**Task description**
Lay out the lines below as a Markdown table with two columns, "Row" for a running row number and "Line" for the line itself, skipping any blank lines. Start at the line that contains "railing in the image above." and stop after the line that contains "56;89;976;145".

**Source records**
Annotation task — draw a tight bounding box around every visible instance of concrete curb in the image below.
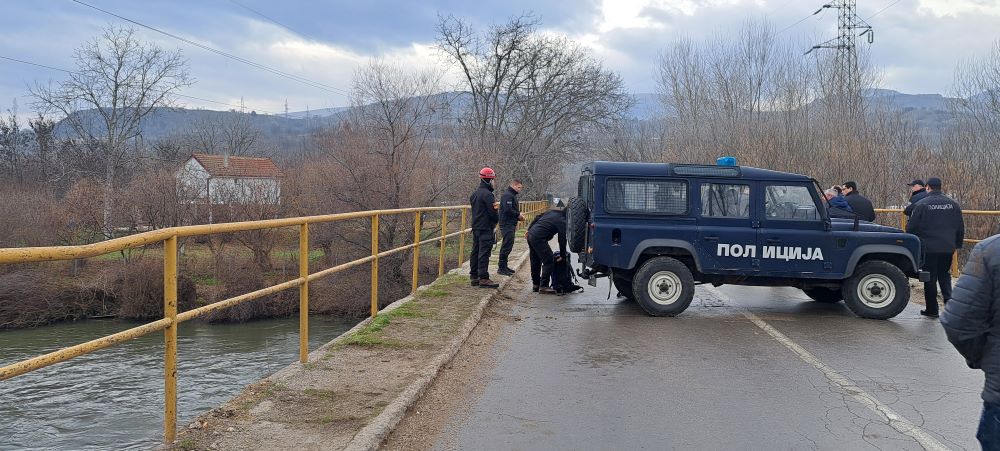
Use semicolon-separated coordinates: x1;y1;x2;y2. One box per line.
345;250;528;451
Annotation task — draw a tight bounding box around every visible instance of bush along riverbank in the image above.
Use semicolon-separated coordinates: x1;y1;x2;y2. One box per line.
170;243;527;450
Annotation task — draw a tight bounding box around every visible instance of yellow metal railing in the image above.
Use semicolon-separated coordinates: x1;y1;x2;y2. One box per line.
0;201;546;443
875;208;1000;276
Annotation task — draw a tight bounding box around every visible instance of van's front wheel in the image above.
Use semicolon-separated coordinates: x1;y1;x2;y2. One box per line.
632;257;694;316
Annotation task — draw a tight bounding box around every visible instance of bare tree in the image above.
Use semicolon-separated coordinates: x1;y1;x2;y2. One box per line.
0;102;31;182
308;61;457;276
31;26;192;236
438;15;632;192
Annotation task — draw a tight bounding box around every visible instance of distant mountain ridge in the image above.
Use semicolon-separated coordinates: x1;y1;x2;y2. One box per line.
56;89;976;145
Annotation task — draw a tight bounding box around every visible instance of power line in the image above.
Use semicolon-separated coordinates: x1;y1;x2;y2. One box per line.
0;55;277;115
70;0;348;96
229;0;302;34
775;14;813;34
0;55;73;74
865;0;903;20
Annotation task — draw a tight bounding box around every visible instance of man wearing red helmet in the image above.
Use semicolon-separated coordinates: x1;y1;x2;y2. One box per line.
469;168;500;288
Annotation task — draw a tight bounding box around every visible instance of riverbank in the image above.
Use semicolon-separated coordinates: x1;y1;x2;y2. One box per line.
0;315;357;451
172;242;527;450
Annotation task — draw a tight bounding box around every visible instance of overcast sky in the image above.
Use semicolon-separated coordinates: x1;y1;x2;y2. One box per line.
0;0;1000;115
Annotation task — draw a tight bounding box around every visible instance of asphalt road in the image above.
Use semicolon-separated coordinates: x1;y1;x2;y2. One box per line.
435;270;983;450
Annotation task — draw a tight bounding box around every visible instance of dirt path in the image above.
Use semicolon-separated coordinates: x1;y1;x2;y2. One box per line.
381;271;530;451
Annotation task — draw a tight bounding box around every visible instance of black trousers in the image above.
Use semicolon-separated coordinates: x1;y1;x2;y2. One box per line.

**Full response**
| Row | Line |
|---|---|
| 1 | Annotation task — draw a tight bounding box around every visible instance of yellow metal railing in the image above. |
| 2 | Use semicolon-separated coordinates: x1;y1;x2;y2. One box per line. |
| 3 | 0;201;546;443 |
| 4 | 875;208;1000;276 |
| 5 | Annotation task — draw a tight bounding box around every visible instance of van's front wheel in the image above. |
| 6 | Use semicolon-separated coordinates: x1;y1;x2;y2. One box per line. |
| 7 | 632;257;694;316 |
| 8 | Annotation task — draw a tight bounding box around every visible instance of bare tree in the image above. |
| 9 | Use semicolon-separated coordinates: x1;y1;x2;y2. One box per line. |
| 10 | 0;102;31;182 |
| 11 | 308;61;457;276 |
| 12 | 31;26;192;236 |
| 13 | 438;15;632;192 |
| 14 | Annotation task — draw a tight bounding box around every visible instance of distant mountain ridge in the image above. |
| 15 | Use semicolon-separated coordinates: x1;y1;x2;y2. One box per line. |
| 16 | 56;89;976;145 |